Lay out the data from its first line through the line containing "[309, 190, 349, 224]", inclusive, as a Markdown table with the columns Row and Line, giving each nonblank line its own numbered row. Leave the pictures out of the table.

(Excerpts of labeled region data)
▽

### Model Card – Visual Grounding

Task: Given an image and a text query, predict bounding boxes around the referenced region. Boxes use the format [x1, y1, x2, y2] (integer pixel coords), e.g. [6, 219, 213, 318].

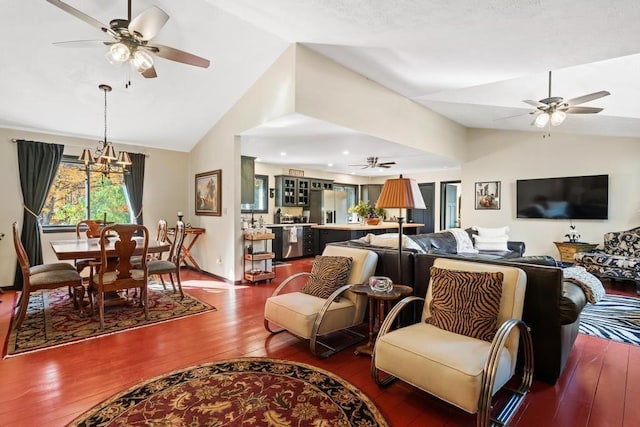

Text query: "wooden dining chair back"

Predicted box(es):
[73, 219, 100, 273]
[89, 224, 149, 329]
[13, 222, 82, 329]
[76, 219, 100, 239]
[147, 221, 186, 298]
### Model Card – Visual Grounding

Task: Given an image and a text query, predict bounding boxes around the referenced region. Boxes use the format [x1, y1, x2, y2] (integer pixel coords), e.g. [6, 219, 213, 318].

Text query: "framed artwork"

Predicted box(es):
[476, 181, 500, 209]
[196, 169, 222, 216]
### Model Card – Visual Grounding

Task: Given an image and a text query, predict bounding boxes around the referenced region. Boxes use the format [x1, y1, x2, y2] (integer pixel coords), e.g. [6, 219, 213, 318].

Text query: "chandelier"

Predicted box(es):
[78, 84, 132, 175]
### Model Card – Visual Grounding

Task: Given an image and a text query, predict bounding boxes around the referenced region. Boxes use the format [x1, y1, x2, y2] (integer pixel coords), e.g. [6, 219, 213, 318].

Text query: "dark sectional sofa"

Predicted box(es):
[331, 233, 587, 384]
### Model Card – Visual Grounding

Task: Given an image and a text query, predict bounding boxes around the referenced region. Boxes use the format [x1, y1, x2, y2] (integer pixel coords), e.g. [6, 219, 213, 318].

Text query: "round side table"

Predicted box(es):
[350, 284, 413, 356]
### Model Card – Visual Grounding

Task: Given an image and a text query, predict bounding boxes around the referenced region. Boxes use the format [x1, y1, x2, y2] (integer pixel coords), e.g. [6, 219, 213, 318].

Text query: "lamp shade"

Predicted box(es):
[376, 175, 427, 209]
[78, 148, 95, 165]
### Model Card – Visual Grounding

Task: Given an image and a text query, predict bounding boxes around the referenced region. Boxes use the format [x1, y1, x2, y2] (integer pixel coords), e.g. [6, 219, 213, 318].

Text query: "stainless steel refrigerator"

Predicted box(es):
[309, 190, 349, 224]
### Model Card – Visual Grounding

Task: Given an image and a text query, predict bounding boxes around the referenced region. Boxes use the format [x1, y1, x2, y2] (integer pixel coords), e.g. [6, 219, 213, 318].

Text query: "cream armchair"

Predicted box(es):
[371, 258, 533, 426]
[264, 246, 378, 357]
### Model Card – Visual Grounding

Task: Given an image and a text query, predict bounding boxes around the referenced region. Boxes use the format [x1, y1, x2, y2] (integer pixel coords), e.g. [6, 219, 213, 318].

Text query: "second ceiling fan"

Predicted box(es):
[523, 71, 611, 128]
[47, 0, 209, 78]
[349, 157, 396, 169]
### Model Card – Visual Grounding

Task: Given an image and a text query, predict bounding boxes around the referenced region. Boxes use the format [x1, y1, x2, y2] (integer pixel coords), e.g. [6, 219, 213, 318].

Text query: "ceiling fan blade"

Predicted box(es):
[522, 99, 548, 108]
[53, 40, 110, 48]
[562, 107, 603, 114]
[140, 66, 158, 79]
[128, 6, 169, 41]
[493, 111, 537, 122]
[47, 0, 115, 37]
[144, 44, 209, 68]
[566, 90, 611, 106]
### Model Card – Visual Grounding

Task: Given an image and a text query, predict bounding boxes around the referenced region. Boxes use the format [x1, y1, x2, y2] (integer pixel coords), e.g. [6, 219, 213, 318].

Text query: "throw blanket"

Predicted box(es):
[445, 228, 478, 254]
[562, 266, 605, 304]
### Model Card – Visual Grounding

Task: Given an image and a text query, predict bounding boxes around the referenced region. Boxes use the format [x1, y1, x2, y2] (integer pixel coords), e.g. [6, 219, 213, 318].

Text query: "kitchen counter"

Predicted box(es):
[264, 222, 318, 228]
[312, 222, 424, 233]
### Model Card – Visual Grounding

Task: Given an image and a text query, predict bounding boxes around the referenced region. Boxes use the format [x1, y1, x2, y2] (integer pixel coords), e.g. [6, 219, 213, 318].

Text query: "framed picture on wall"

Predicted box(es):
[476, 181, 500, 210]
[195, 169, 222, 216]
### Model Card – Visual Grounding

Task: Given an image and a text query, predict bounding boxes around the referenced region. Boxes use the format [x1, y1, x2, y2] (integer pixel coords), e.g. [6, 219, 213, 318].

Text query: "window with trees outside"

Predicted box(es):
[41, 156, 133, 229]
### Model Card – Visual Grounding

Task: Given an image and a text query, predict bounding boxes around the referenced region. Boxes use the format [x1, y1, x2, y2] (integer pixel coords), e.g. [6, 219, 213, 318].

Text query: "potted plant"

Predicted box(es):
[348, 200, 384, 225]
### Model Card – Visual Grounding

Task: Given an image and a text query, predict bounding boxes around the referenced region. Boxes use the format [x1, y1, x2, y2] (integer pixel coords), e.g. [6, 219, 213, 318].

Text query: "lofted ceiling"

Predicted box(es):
[0, 0, 640, 175]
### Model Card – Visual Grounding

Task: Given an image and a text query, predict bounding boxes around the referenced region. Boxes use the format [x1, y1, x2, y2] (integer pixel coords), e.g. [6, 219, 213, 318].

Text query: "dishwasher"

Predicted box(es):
[282, 225, 304, 259]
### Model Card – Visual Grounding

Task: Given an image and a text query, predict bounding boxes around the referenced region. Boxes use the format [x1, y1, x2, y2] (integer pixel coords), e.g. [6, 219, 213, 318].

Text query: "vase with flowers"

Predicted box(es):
[348, 200, 385, 225]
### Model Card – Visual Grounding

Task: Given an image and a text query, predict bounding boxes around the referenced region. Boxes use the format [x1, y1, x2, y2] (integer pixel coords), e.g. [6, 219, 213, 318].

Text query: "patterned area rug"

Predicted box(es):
[5, 283, 215, 356]
[70, 358, 388, 427]
[580, 295, 640, 345]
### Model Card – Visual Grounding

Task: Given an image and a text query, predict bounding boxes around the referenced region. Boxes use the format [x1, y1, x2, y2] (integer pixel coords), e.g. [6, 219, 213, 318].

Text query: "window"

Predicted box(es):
[41, 156, 133, 229]
[240, 175, 269, 213]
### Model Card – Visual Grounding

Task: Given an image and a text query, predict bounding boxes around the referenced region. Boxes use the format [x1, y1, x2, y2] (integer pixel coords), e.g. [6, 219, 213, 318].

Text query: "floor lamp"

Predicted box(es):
[376, 175, 427, 285]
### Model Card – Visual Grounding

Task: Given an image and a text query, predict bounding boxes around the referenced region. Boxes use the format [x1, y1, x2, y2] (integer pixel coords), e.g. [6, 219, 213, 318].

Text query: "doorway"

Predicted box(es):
[407, 182, 436, 233]
[440, 181, 462, 230]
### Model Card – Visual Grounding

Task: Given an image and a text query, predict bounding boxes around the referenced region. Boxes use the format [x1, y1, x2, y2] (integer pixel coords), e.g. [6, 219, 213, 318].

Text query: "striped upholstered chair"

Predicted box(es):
[371, 258, 533, 426]
[264, 245, 378, 357]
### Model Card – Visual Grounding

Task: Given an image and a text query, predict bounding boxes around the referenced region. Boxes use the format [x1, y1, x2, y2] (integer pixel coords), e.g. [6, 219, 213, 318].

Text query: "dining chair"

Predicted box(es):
[147, 221, 185, 298]
[89, 224, 149, 329]
[13, 222, 82, 329]
[73, 219, 100, 273]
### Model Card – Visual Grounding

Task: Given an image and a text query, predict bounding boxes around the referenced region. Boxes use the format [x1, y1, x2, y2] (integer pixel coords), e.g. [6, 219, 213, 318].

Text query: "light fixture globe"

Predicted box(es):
[551, 110, 567, 126]
[105, 43, 131, 64]
[534, 113, 549, 128]
[131, 49, 153, 73]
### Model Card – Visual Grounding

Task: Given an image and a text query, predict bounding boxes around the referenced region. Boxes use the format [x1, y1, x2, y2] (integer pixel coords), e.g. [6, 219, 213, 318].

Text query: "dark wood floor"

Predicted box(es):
[0, 260, 640, 427]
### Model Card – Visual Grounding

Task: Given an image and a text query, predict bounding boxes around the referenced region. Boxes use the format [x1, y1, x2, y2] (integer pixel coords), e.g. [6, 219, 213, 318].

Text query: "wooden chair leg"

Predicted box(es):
[13, 290, 29, 329]
[176, 267, 184, 298]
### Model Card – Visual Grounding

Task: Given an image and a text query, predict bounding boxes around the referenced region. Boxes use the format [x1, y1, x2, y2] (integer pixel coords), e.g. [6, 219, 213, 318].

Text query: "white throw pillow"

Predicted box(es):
[473, 236, 509, 251]
[472, 226, 509, 237]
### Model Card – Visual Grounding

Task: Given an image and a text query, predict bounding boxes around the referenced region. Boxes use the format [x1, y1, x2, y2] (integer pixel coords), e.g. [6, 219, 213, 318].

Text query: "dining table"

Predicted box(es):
[51, 237, 171, 315]
[51, 237, 171, 261]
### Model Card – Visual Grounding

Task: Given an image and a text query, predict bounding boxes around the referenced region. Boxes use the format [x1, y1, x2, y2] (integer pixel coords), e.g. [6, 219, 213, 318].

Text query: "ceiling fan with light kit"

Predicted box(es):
[349, 157, 396, 169]
[523, 71, 611, 132]
[47, 0, 210, 79]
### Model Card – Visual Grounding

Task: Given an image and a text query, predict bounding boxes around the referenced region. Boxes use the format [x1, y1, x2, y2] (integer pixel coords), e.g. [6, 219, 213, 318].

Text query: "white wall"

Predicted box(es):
[462, 129, 640, 258]
[0, 128, 189, 286]
[189, 45, 466, 280]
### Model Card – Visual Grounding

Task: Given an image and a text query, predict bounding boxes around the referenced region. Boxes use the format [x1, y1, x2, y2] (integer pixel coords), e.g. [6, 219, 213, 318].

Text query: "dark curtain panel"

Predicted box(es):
[124, 153, 147, 224]
[13, 140, 64, 289]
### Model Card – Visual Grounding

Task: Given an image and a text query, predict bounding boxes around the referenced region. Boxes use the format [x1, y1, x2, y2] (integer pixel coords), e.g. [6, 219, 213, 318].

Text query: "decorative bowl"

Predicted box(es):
[369, 276, 393, 292]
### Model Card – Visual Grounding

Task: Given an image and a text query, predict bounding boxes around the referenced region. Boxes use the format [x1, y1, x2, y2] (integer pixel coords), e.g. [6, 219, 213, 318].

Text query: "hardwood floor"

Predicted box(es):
[0, 260, 640, 427]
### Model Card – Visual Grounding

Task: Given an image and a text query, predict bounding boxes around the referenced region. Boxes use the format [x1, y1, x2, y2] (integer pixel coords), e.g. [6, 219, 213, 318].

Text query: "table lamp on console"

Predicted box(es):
[376, 175, 427, 284]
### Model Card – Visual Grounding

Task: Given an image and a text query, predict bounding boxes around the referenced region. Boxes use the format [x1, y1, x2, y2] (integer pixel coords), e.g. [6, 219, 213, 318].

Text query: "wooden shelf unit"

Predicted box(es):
[242, 233, 276, 283]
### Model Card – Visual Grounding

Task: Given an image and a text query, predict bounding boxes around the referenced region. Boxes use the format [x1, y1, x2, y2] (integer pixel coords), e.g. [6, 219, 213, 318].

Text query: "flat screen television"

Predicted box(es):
[516, 175, 609, 219]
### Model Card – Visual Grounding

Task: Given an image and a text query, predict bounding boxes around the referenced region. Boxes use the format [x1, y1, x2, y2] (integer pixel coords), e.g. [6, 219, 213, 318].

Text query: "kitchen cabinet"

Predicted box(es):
[302, 227, 316, 256]
[272, 227, 282, 261]
[275, 175, 311, 207]
[309, 178, 333, 190]
[360, 184, 382, 206]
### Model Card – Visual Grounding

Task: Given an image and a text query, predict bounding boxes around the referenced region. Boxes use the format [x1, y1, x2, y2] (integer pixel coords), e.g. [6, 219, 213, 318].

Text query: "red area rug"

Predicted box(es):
[70, 358, 388, 427]
[5, 284, 215, 356]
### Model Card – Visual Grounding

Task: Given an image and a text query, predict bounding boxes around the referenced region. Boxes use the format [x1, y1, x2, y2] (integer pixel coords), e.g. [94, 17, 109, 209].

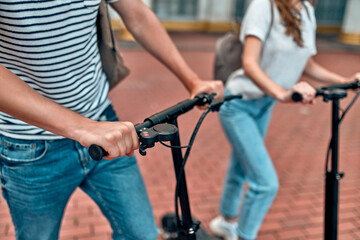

△

_RESULT OF THIS TASK_.
| Row | Line |
|---|---|
| 1 | ### Model Card – Visual Grounding |
| 2 | Task: Given an image and a text query, predict bounding boxes around the referenced region. Boxes use the format [x1, y1, x2, y2] (integer pixel coords), e.g. [6, 219, 213, 318]. |
| 3 | Text query: "wooden dining chair back" |
| 4 | Predicted box(es): |
| 5 | [73, 219, 100, 273] |
| 6 | [89, 224, 149, 329] |
| 7 | [13, 222, 82, 329] |
| 8 | [76, 219, 100, 239] |
| 9 | [147, 221, 186, 298] |
| 10 | ### Model Card – Visual Grounding |
| 11 | Task: Given an image and a text query, predict bounding boxes around the referenced region. Boxes use the format [x1, y1, x2, y2] (integer pixel coords), e.g. [6, 219, 213, 318]. |
| 12 | Text query: "framed artwork" |
| 13 | Predicted box(es): |
| 14 | [476, 181, 500, 209] |
| 15 | [196, 169, 222, 216] |
| 16 | ### Model Card – Visual Grounding |
| 17 | Task: Given an image and a text query, predict bounding boxes around the referenced region. Boxes use the format [x1, y1, x2, y2] (integer pixel coords), e.g. [6, 219, 213, 318]. |
| 18 | Text query: "chandelier" |
| 19 | Predicted box(es): |
| 20 | [78, 84, 132, 175] |
| 21 | ### Model Card – Visual Grounding |
| 22 | Task: Given an image and a text query, predict bounding boxes around the referenced region. Boxes use the format [x1, y1, x2, y2] (integer pixel coords), e.g. [6, 219, 213, 318]. |
| 23 | Text query: "dark sectional sofa" |
| 24 | Predicted box(es): |
| 25 | [331, 233, 587, 384] |
| 26 | ### Model Card – Visual Grounding |
| 27 | Task: Given an image and a text query, predict bounding boxes around the referenced region. Boxes use the format [x1, y1, x2, y2] (integer pixel coords), e.g. [6, 219, 213, 318]. |
| 28 | Text query: "round side table" |
| 29 | Predicted box(es): |
| 30 | [350, 284, 413, 356] |
| 31 | ### Model Card – Visual Grounding |
| 32 | Task: Given an image and a text query, predict bounding boxes around the referenced region. Boxes use the format [x1, y1, x2, y2] (integer pixel coords), e.g. [6, 219, 213, 318]. |
| 33 | Text query: "lamp shade" |
| 34 | Predicted box(es): |
| 35 | [376, 175, 427, 209] |
| 36 | [78, 148, 95, 165] |
| 37 | ### Model Card – Visual Grounding |
| 38 | Task: Given an image and a text query, predict bounding boxes around the referenced region. Boxes use the format [x1, y1, x2, y2] (integer pixel coords), e.g. [6, 219, 213, 318]. |
| 39 | Text query: "stainless steel refrigerator" |
| 40 | Predicted box(es): |
| 41 | [309, 190, 349, 224] |